- **Task description**: Rewrite each of the following records with "winter jacket" replaced by "raincoat" wherever it occurs, leaving every other line unchanged.
━━━ Data for this task ━━━
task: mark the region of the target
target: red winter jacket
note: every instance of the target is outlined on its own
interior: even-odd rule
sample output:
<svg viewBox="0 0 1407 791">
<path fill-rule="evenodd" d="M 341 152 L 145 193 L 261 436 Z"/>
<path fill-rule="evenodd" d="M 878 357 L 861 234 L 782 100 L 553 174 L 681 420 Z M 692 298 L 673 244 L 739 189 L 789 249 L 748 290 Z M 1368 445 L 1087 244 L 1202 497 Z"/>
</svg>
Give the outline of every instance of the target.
━━━
- **Output for this exercise**:
task: mark the region of the target
target: red raincoat
note: every instance of the target is outlined on its own
interior: even-odd rule
sample output:
<svg viewBox="0 0 1407 791">
<path fill-rule="evenodd" d="M 341 152 L 145 193 L 261 436 Z"/>
<path fill-rule="evenodd" d="M 878 357 L 861 234 L 782 100 L 553 174 L 681 420 Z M 692 298 L 673 244 L 739 189 L 789 249 L 748 290 Z M 1368 445 L 1087 244 L 1202 497 Z"/>
</svg>
Give the outline of every instance of the target.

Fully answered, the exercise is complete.